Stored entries
━━━━━━━━━━━━━━━━
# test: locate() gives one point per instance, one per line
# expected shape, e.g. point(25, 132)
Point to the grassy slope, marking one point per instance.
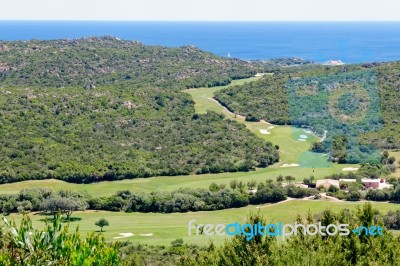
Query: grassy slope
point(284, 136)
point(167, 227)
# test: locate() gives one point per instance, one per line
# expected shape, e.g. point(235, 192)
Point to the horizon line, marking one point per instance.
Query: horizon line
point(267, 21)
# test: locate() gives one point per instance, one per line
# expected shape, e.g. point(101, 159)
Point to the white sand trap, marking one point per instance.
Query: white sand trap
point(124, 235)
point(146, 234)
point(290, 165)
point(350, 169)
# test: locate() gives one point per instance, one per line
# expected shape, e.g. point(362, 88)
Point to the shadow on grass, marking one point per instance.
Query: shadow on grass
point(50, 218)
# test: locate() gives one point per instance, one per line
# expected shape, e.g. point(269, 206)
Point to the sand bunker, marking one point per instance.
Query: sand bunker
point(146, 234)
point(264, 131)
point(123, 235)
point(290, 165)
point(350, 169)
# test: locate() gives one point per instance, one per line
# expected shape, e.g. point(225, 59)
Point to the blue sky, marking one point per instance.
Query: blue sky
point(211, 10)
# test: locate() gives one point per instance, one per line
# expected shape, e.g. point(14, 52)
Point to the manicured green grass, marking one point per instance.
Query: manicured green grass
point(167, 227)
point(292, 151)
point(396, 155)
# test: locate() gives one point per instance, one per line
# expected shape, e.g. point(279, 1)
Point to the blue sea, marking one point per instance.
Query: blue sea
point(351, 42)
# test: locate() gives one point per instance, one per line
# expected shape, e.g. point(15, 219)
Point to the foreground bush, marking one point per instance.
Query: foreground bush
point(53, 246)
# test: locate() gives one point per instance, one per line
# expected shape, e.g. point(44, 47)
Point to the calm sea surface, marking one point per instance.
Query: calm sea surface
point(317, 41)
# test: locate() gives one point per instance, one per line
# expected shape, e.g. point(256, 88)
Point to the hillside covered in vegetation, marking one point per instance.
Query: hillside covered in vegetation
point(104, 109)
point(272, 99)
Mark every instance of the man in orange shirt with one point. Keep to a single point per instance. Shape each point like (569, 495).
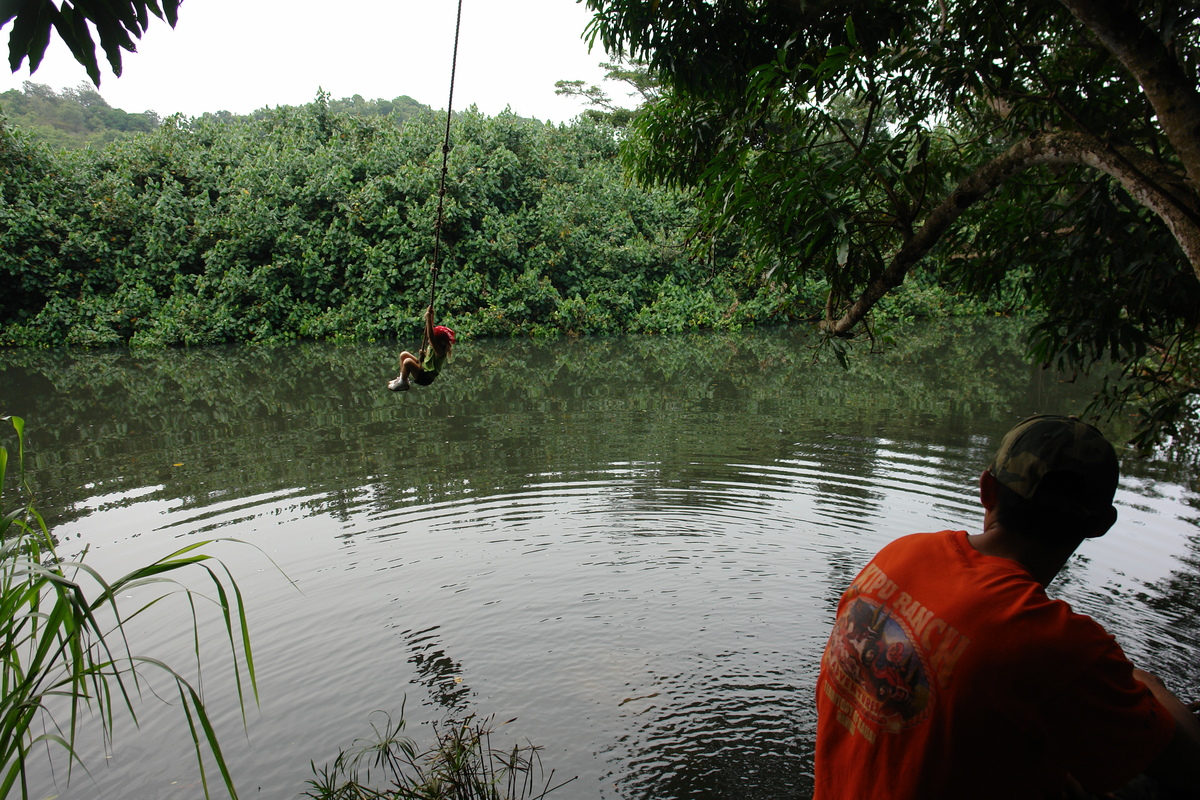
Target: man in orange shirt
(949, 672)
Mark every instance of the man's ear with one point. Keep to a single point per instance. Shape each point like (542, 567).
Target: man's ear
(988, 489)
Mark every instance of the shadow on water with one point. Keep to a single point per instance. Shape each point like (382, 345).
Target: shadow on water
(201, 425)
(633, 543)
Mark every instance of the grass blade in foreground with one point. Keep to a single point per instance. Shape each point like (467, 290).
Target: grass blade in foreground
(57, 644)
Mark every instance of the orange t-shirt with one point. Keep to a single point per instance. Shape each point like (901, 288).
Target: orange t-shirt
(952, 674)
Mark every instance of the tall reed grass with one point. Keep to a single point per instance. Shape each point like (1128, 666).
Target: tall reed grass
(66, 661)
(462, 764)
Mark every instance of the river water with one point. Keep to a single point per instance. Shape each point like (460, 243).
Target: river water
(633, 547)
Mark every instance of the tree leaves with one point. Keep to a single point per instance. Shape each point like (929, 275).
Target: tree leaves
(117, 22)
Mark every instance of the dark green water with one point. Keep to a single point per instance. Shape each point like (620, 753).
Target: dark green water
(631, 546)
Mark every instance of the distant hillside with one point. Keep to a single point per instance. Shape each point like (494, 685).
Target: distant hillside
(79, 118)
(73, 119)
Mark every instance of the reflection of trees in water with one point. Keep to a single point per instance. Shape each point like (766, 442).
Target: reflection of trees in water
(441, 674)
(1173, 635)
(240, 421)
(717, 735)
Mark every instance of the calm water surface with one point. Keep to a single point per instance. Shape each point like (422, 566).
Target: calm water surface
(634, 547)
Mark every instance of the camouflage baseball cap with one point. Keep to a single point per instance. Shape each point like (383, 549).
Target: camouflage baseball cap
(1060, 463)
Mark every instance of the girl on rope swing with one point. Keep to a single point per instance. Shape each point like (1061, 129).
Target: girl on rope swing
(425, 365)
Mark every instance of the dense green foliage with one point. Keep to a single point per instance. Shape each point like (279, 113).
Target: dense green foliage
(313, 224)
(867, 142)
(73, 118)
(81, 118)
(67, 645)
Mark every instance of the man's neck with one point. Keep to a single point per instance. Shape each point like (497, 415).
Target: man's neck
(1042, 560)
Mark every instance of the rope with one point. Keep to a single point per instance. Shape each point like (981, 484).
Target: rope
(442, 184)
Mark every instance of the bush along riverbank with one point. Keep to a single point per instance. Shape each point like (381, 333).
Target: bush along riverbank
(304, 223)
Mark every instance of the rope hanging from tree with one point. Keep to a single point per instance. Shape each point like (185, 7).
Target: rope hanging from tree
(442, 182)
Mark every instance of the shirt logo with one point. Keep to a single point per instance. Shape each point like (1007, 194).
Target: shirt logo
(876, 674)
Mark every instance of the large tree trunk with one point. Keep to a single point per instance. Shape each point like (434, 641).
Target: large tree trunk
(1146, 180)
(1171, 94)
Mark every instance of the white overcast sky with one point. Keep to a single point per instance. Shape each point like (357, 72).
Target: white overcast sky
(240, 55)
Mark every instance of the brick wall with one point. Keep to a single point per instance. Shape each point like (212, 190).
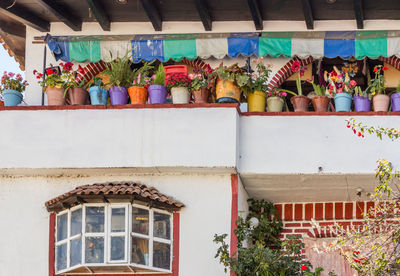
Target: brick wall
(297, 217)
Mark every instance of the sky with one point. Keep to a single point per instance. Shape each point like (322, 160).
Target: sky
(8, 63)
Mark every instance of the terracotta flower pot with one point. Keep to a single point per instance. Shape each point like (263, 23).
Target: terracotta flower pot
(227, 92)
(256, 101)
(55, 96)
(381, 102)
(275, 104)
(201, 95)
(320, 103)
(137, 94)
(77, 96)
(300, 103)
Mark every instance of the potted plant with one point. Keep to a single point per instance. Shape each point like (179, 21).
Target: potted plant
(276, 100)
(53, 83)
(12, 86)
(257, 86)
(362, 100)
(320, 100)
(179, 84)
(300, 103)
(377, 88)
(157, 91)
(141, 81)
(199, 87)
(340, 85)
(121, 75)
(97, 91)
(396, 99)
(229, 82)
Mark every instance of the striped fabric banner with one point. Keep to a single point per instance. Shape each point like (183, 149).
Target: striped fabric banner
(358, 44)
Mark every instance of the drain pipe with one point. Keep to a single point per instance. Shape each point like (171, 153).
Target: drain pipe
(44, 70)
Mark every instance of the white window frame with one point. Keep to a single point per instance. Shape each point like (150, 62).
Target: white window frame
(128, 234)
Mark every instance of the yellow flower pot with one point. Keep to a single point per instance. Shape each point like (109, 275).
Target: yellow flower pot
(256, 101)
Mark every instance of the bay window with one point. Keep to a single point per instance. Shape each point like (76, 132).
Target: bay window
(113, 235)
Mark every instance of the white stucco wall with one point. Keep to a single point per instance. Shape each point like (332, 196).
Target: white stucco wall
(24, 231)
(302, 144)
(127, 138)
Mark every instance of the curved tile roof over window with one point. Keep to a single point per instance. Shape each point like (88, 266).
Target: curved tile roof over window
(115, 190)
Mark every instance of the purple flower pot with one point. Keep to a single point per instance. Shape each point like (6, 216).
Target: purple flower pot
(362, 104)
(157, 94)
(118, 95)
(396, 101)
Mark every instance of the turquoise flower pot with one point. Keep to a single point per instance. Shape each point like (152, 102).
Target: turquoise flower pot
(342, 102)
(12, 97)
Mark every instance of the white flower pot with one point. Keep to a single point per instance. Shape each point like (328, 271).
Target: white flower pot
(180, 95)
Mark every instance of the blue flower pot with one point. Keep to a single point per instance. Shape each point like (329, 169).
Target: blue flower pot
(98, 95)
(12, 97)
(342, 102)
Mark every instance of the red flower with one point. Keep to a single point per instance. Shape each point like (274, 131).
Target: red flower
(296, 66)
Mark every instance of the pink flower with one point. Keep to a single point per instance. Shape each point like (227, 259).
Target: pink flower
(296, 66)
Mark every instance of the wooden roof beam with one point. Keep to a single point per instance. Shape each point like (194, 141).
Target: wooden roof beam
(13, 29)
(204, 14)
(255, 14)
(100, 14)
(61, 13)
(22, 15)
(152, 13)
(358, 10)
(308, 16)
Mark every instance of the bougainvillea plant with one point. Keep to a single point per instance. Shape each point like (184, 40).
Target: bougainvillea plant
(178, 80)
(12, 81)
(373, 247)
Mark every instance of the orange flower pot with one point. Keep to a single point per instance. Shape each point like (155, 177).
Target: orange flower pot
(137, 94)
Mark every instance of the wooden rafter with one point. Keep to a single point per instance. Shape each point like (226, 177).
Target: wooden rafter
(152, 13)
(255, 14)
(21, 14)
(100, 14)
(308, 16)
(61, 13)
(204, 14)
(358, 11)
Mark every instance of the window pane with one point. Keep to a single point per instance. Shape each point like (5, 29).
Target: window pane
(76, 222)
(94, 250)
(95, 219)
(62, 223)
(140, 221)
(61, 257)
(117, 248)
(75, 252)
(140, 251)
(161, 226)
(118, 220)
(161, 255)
━━━━━━━━━━━━━━━━
◆ PROBLEM TO WORK ON ◆
Would you copy the lines above exactly, starting with the one that has "Mark every instance of the large" and ending with the one that has "Mark every instance of the potted", both included, without the pictures?

◆ EXERCISE OUTPUT ◆
Mark every instance of the large tree trunk with one point. Keep to a single point per instance. Shape each point like (434, 641).
Target: large tree trunk
(1146, 180)
(1171, 94)
Mark every instance of the white overcast sky with one point. Keep to a single point per instance. Shape each point like (357, 72).
Target: white overcast sky
(240, 55)
Mark every instance of the brick wall with one point. Keep to a single point per instance. Shape each point like (212, 190).
Target: brick wall
(297, 217)
Mark every instance of the sky with one point. Keep to a single point per instance. Shape each point like (322, 160).
Target: sky
(8, 63)
Mark every instance of the terracotta flower pot with one point. Keep to a single point per instance. Shape each point like (263, 23).
Target: terracotta flower pot
(227, 92)
(256, 101)
(55, 96)
(381, 102)
(275, 104)
(201, 95)
(320, 103)
(137, 94)
(77, 96)
(300, 103)
Mark every instance of the potted plant with one point. Keep to a single point per instance. Shape each point like (179, 21).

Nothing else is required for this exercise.